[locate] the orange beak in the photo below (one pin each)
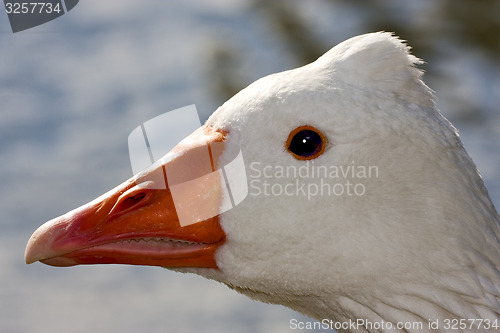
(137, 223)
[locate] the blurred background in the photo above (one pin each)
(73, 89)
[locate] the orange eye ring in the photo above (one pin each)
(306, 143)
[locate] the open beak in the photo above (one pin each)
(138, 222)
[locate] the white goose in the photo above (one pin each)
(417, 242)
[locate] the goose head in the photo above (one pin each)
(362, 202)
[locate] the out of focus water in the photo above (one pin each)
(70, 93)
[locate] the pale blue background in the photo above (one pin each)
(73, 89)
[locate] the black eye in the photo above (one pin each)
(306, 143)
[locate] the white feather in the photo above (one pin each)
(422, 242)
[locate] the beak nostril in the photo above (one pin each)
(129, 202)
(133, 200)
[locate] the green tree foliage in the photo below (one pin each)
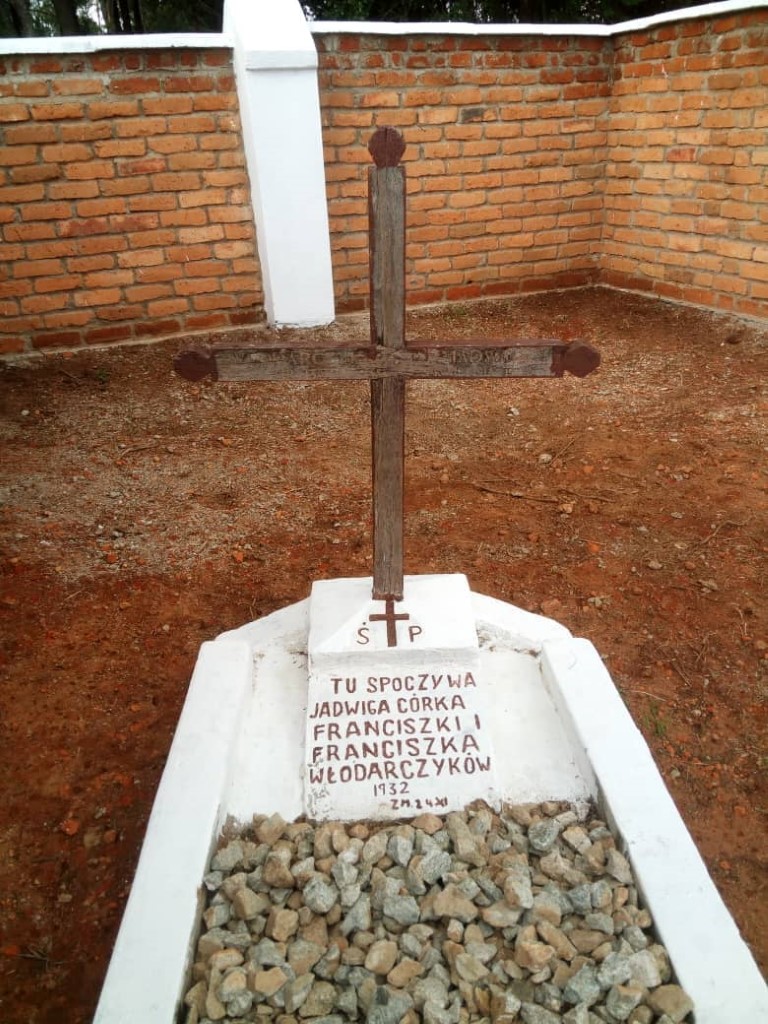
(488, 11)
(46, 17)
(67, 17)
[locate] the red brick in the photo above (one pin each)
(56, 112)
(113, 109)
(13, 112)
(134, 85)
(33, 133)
---
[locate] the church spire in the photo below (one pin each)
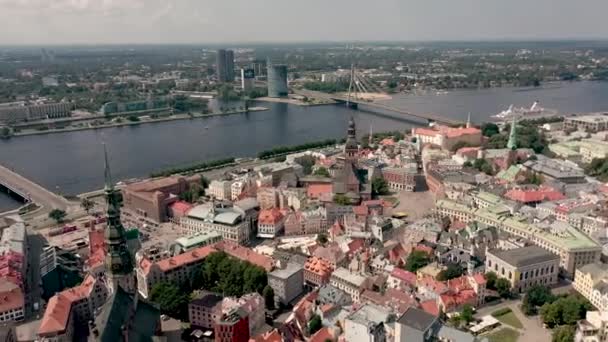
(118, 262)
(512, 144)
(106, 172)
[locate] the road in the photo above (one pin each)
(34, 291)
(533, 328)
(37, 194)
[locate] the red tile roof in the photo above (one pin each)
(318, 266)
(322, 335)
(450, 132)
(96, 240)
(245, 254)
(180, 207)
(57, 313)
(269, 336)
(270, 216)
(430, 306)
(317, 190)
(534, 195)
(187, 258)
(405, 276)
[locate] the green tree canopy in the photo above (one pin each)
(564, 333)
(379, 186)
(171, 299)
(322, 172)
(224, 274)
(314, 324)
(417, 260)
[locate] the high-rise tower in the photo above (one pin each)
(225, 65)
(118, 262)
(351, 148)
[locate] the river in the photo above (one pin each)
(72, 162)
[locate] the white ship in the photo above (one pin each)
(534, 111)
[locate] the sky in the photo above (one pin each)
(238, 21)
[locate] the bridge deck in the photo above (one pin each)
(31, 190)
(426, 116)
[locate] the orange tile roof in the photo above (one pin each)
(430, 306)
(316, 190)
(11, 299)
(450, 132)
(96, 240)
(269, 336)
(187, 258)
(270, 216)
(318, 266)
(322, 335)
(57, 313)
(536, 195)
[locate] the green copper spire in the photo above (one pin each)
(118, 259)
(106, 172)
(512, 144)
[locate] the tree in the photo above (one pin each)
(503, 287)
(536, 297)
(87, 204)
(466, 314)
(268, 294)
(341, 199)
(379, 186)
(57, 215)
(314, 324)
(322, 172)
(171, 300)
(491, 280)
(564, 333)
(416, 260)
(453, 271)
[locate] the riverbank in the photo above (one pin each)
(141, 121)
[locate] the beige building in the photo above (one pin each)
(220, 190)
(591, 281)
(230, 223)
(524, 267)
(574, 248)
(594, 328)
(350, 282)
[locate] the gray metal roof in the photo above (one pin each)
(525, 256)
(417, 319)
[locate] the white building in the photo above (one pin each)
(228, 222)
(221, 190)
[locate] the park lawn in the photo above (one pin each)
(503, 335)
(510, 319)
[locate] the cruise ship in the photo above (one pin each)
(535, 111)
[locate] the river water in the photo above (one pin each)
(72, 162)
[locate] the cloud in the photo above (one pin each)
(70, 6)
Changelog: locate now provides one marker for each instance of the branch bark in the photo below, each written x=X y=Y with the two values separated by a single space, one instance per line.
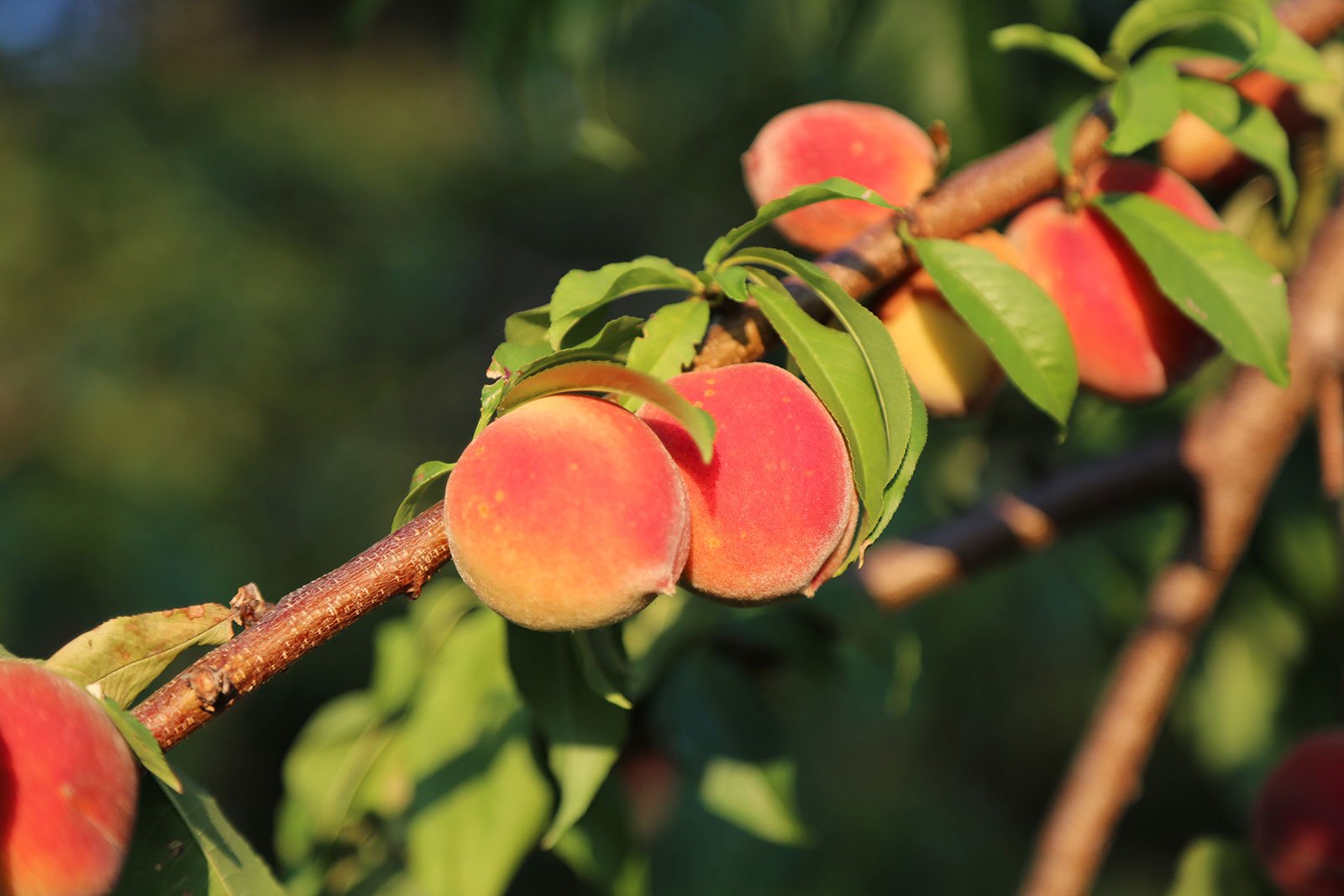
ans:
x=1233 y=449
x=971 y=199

Directive
Repeat the lines of the records starting with the line that contains "[locate] the tree" and ending after the line that contains "x=971 y=199", keeping both of those lines and leaving out the pictures.

Solution to this task
[locate] the tree in the photo above (one pin each)
(503, 287)
(536, 297)
(87, 204)
(466, 314)
(268, 294)
(341, 199)
(379, 186)
(57, 215)
(314, 324)
(322, 172)
(171, 300)
(491, 280)
(564, 333)
(416, 260)
(453, 271)
[locate] the riverbank in the photo above (one pin each)
(141, 121)
[locate] the beige building in the photo above (one pin each)
(220, 190)
(591, 281)
(230, 223)
(524, 267)
(574, 248)
(594, 328)
(350, 282)
[locate] the gray metal roof in the photo above (one pin each)
(525, 256)
(417, 319)
[locate] the white building in the photo above (one pin each)
(228, 222)
(221, 190)
[locate] the park lawn in the photo above (one pin each)
(503, 335)
(510, 319)
[locate] the cruise ship in the photo above (one pin each)
(535, 111)
[locate] the river water in the photo above (one pin each)
(72, 162)
[locate] the cloud in the photo above (one pin each)
(70, 6)
Changelog: locate now provides one marker for each instance of the branch bark in the photo below, each written x=X y=Y with the two values separated by a single space, one instance per line.
ans:
x=1233 y=449
x=971 y=199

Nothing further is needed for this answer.